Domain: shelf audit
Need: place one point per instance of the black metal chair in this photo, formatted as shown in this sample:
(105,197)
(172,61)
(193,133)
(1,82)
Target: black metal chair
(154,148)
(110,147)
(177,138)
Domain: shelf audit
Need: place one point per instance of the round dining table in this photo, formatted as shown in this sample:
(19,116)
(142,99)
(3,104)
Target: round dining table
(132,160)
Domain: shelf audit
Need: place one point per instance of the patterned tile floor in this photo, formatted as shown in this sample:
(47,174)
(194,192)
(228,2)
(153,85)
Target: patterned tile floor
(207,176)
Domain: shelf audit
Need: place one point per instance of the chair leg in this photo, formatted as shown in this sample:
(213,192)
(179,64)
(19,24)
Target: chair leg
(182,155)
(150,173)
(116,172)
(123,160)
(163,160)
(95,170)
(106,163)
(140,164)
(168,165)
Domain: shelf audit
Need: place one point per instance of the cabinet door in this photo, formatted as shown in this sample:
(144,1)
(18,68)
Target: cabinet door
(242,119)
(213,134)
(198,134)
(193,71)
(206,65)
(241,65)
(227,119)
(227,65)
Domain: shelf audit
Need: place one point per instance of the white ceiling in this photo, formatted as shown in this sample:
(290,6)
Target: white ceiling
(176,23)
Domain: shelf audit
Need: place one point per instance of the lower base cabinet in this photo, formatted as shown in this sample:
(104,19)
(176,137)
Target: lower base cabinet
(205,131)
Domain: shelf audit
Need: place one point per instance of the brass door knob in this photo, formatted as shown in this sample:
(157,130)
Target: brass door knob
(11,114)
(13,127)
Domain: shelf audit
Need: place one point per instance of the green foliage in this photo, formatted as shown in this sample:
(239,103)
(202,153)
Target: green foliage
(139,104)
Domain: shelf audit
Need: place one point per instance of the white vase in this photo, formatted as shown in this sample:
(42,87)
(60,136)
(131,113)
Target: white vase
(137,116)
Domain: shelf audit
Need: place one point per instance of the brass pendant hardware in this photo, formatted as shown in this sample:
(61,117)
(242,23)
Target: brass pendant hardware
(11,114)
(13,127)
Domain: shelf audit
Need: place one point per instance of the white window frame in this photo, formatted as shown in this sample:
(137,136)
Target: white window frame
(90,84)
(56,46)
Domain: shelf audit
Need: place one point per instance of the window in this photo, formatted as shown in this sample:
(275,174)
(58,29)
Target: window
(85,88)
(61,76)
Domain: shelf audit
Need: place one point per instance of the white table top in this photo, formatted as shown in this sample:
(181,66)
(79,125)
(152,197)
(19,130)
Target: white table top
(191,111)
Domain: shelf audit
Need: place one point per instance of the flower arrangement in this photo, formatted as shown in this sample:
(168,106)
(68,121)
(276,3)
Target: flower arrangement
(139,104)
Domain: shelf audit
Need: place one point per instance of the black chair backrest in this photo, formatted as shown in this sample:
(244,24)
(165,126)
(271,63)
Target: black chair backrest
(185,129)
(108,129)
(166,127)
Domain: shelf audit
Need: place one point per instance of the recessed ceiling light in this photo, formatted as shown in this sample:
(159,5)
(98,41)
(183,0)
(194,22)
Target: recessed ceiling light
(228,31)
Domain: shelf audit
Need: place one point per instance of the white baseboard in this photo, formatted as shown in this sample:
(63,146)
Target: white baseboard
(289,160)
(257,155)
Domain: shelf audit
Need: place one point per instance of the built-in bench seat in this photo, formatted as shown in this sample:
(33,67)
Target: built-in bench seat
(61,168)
▬▬▬
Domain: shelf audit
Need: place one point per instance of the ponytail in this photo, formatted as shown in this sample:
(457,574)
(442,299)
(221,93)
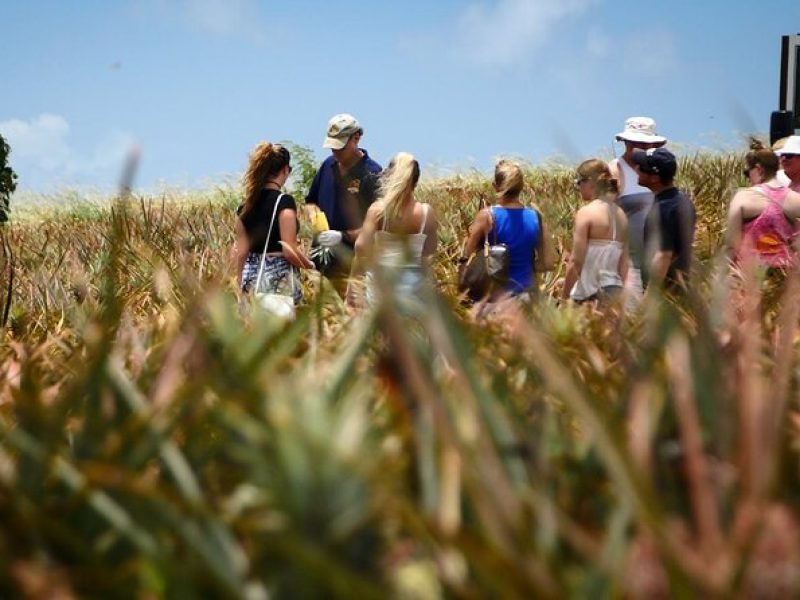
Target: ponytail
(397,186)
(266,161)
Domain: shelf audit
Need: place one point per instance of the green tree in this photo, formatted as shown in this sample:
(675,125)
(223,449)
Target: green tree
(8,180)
▬▬▬
== Requirement ==
Find every line in the listing above that contains the word "flower" and copy each of those lines in full.

== Response below ==
Need: place one point per instance of the flower arrangement in this photo, formatted as shown in this sample:
Target: flower arrangement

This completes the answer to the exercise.